Write out the passage from the text about Don Chipp word for word, starting at "I only met him" and ending at "effect on him.".

#### Text block:
BEGIN

I received a message late tonight that Don Chipp, founder of the Democrat party had died Monday evening in Melbourne. He had recently turned 81, but while he was open about his deteriorating health in recent years, it is still a shock to hear news like this come thorough. He gave a speech at the opening of the most recent Democrat national conference in Melbourne back in May and he was as feisty as ever, albeit a little bit “wavery” on his feet.
He also appeared on TV talk shows, including ABC’s Talking Heads show last year and Andrew Denton’s Enough Rope in 2004.
I only met him a handful of times, but there was no doubt he was one of those few people who could flick on a smile and an engaging comment as easily as flicking on a switch. It’s an ability I wish I had sometimes, even though I sometimes find it faintly disconcerting to watch close up. It also looks to me like it would be unbearably exhausting, but it didn’t seem to have that effect on him.

END

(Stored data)
BEGIN

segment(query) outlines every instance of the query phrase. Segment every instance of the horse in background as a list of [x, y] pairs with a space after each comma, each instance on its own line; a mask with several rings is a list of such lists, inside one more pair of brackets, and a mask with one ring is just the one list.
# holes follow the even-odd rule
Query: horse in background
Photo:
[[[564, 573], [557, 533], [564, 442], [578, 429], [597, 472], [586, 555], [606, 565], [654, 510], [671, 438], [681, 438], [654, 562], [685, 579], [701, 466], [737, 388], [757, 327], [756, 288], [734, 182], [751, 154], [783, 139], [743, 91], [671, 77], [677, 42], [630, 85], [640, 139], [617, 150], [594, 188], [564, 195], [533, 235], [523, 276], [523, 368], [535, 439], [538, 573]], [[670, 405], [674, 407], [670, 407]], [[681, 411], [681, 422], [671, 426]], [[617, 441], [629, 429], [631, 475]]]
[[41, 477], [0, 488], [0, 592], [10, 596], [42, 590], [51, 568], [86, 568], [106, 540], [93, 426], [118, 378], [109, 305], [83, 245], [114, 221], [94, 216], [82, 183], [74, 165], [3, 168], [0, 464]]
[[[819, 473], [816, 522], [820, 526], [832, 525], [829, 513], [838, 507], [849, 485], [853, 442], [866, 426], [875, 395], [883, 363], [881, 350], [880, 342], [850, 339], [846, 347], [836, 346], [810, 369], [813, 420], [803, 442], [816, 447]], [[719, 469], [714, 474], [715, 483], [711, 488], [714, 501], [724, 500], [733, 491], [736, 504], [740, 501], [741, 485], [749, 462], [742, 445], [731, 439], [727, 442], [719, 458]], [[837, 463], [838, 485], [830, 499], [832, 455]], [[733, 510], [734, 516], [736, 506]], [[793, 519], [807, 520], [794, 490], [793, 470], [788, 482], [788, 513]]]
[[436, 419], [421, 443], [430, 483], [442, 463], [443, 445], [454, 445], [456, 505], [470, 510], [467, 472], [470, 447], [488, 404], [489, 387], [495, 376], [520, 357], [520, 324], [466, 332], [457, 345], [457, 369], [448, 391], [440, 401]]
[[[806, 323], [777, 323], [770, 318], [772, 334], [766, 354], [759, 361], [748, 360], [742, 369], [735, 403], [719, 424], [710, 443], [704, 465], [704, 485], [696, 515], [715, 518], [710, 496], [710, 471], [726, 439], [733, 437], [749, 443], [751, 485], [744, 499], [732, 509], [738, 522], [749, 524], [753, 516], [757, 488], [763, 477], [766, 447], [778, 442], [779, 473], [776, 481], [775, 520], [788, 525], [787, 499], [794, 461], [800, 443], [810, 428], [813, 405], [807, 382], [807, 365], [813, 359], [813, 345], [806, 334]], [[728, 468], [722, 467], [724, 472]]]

END

#### Task response:
I only met him a handful of times, but there was no doubt he was one of those few people who could flick on a smile and an engaging comment as easily as flicking on a switch. It’s an ability I wish I had sometimes, even though I sometimes find it faintly disconcerting to watch close up. It also looks to me like it would be unbearably exhausting, but it didn’t seem to have that effect on him.